#### [WRITTEN INSTRUCTION]
Output the items below as a numbered list, one line per number, and drop any blank lines.

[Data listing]
— START —

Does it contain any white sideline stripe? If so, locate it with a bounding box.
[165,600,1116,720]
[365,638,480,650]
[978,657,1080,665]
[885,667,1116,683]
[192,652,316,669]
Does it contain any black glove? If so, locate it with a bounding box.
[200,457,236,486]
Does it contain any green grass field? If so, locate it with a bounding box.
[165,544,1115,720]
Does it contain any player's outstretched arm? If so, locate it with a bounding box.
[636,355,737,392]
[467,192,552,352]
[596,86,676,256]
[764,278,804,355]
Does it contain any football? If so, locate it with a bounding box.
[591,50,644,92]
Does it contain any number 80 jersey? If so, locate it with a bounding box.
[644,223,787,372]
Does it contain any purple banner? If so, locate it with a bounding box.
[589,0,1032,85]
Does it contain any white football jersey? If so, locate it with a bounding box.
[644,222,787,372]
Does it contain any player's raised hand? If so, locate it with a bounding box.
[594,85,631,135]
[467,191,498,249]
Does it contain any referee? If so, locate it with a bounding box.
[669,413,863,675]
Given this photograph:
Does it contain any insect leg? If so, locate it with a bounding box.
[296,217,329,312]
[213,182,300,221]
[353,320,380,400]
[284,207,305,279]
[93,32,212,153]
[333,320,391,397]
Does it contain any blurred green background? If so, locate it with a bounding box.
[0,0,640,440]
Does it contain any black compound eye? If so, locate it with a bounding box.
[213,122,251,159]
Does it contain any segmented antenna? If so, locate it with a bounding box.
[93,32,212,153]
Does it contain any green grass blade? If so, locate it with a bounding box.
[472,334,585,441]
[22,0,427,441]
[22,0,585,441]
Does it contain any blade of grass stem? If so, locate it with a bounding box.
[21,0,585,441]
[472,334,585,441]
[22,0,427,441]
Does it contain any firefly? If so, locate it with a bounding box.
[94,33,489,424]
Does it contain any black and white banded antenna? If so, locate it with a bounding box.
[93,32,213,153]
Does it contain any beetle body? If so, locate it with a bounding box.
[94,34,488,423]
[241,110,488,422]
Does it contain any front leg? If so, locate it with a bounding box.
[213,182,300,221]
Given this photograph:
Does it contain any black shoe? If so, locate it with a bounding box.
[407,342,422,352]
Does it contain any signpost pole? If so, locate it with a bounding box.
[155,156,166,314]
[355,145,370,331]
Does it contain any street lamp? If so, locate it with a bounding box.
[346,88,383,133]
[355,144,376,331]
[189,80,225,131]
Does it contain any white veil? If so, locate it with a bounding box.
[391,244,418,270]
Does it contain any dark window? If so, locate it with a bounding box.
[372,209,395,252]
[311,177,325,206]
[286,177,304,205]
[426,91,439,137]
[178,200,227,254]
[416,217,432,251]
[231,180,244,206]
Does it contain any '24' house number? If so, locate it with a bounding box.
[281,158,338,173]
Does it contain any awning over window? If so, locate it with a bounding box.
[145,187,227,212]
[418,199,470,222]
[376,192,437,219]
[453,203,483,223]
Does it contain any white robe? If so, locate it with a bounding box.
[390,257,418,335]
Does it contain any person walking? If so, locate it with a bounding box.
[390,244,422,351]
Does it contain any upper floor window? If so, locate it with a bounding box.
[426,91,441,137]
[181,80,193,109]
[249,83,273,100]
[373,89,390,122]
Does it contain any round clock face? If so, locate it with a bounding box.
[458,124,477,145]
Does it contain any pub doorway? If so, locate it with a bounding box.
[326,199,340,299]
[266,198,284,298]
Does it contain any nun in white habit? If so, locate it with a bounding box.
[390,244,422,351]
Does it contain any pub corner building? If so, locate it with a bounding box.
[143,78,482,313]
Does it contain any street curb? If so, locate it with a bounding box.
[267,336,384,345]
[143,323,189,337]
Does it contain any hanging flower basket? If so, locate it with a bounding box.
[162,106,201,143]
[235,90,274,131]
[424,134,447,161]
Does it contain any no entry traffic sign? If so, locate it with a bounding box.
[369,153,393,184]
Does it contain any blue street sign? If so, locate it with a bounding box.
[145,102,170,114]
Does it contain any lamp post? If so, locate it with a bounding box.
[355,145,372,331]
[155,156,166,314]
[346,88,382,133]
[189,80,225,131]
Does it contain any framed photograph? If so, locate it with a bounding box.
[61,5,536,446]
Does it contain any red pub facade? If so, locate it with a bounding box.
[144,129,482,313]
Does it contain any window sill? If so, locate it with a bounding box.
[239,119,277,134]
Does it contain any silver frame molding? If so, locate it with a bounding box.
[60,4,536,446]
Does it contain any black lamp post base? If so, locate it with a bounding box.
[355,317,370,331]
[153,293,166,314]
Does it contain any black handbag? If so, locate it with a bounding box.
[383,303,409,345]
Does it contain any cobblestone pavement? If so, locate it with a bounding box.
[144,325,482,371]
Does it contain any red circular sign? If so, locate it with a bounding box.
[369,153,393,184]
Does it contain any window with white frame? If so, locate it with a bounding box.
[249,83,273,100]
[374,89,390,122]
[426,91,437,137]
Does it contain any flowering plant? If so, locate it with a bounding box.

— END —

#### [OUTPUT]
1. Does it contain any white sideline stripe? If so, locate it with a bounding box.
2. [165,600,1116,720]
3. [365,638,480,650]
4. [978,657,1080,665]
5. [885,667,1116,683]
6. [192,652,316,669]
7. Does it contain any black glove? If so, locate it with a bounding box.
8. [200,457,236,486]
9. Does it contain any green grass field? If so, locate it with a bounding box.
10. [165,544,1115,720]
11. Does it contain any player's outstretched arm? If so, locate it with a bounding box.
12. [636,355,737,392]
13. [467,192,552,352]
14. [596,86,676,256]
15. [764,278,804,355]
16. Does it contain any football? If so, locate it with a bounding box.
17. [591,50,644,92]
18. Does it contain any number 80 jersey? If so, locate it with a bounding box.
19. [644,223,787,372]
20. Does it contain any purple banner? If so, locate it with a bounding box.
21. [589,0,1032,85]
22. Does it contain any white football jersey? If so, locate it with a bounding box.
23. [644,222,787,372]
24. Does it contain any player's raised hand? If so, locate it with a bounding box.
25. [594,85,631,135]
26. [467,191,498,249]
27. Does it contain any referee? If so, locate it with a bounding box.
28. [669,413,863,675]
29. Given this photograph:
30. Does it contain any insect leg? If so, locate it with a bounding box.
31. [296,217,329,312]
32. [213,182,300,221]
33. [353,320,380,400]
34. [284,207,305,279]
35. [93,32,212,153]
36. [333,320,391,397]
37. Does it contain any blurred green background? If so, locate it with a bounding box.
38. [0,0,640,440]
39. Does it contain any black compound eye? If so, locate it with a bounding box.
40. [213,122,251,159]
41. Does it contain any segmented antenna? If so, locate it with a bounding box.
42. [93,32,212,153]
43. Does it contain any green grass blade? If so, locate it with a bounding box.
44. [472,334,585,441]
45. [22,0,427,441]
46. [22,0,585,441]
47. Does it contain any blade of grass stem? If so, locate it with a bounding box.
48. [21,0,585,441]
49. [472,334,585,441]
50. [22,0,427,441]
51. Does it contain any firefly? If so, locate it with a bounding box.
52. [94,33,489,424]
53. Does it contain any black and white banded antenna? If so, locate it with a bounding box.
54. [93,32,213,153]
55. Does it contain any beetle body? If so, locate it with a bounding box.
56. [94,34,488,423]
57. [241,110,488,422]
58. Does it contain any front leg? If so, locate it with a bounding box.
59. [213,182,300,221]
60. Given this photograph:
61. Does it contain any black shoe? If so, locate it with a bounding box.
62. [407,342,422,352]
63. Does it contain any signpost pole? If so, locate it with a bounding box.
64. [155,156,166,314]
65. [355,145,370,331]
66. Does it contain any street lamp? If so, locate it with a bounding box.
67. [346,88,383,133]
68. [355,144,376,331]
69. [189,80,225,131]
70. Does it contain any white veil? If so, locate it with a bounding box.
71. [391,244,418,270]
72. Does it contain any dark window? If so, locate it with a bounding box.
73. [372,209,395,252]
74. [311,177,325,206]
75. [286,177,304,205]
76. [426,91,439,137]
77. [178,200,227,254]
78. [416,217,432,251]
79. [231,180,244,206]
80. Does it contain any '24' house number? If so, locate it with a bounding box.
81. [281,158,338,173]
82. Does it contain any awning over window? If so, locate it with a bounding box.
83. [145,187,227,212]
84. [418,199,470,222]
85. [376,192,437,219]
86. [453,203,483,223]
87. Does it contain any white robe? If so, locate it with a bounding box.
88. [390,257,418,335]
89. Does it contain any person walking? If so, locate it with a bounding box.
90. [390,244,422,351]
91. Does it contain any upper floor window? If so, locate it with a bounding box.
92. [426,91,441,137]
93. [181,80,193,109]
94. [249,83,273,100]
95. [373,89,390,122]
96. Does it contain any round clock face? If so, locate it with a bounding box.
97. [458,124,477,145]
98. Does it contain any pub doorway? If so, locate it with a bounding box.
99. [326,199,340,299]
100. [266,198,284,298]
101. Does it contain any nun in white habit? If so, locate it with a bounding box.
102. [390,244,422,351]
103. Does it contain any pub corner building? If so, locate it with a bounding box.
104. [143,78,482,313]
105. Does it contain any street curb? If so, locate it with a bounding box.
106. [267,336,384,345]
107. [143,323,189,337]
108. Does it contain any hanging flower basket? If so, locate it with a bounding box.
109. [162,106,201,143]
110. [235,90,274,131]
111. [424,134,447,161]
112. Does it contain any no entry traffic sign? If so, locate it with a bounding box.
113. [369,153,393,184]
114. Does it contain any blue street sign? If so, locate it with a bounding box.
115. [145,102,170,114]
116. Does it contain any lamp post? If so, locate it with a bounding box.
117. [355,145,372,331]
118. [155,156,166,314]
119. [346,88,382,133]
120. [189,80,225,131]
121. Does it contain any framed photograph? If so, locate it with a bounding box.
122. [61,5,536,446]
123. Does it contain any red pub facade? If so, locate it with a bounding box.
124. [144,129,482,313]
125. Does it contain any window sill? If so, locate it with a bounding box.
126. [239,119,277,134]
127. Does it contain any silver frame molding? If so, locate it with a bounding box.
128. [60,4,536,446]
129. Does it contain any black lamp post base? If so, locate it with a bounding box.
130. [355,317,370,331]
131. [153,293,166,314]
132. Does it contain any black handbag? If so, locate it with a bounding box.
133. [383,303,409,345]
134. Does it contain any cobblestone pavement? If so, locate it with a bounding box.
135. [144,325,482,371]
136. Does it contain any red circular sign? If so, locate it with a bounding box.
137. [369,153,393,184]
138. Does it contain any window with white frame? If so, locate it with a bounding box.
139. [249,83,273,100]
140. [374,89,390,122]
141. [426,91,437,137]
142. Does it contain any flowering plant? If so, locate it with a bounding box.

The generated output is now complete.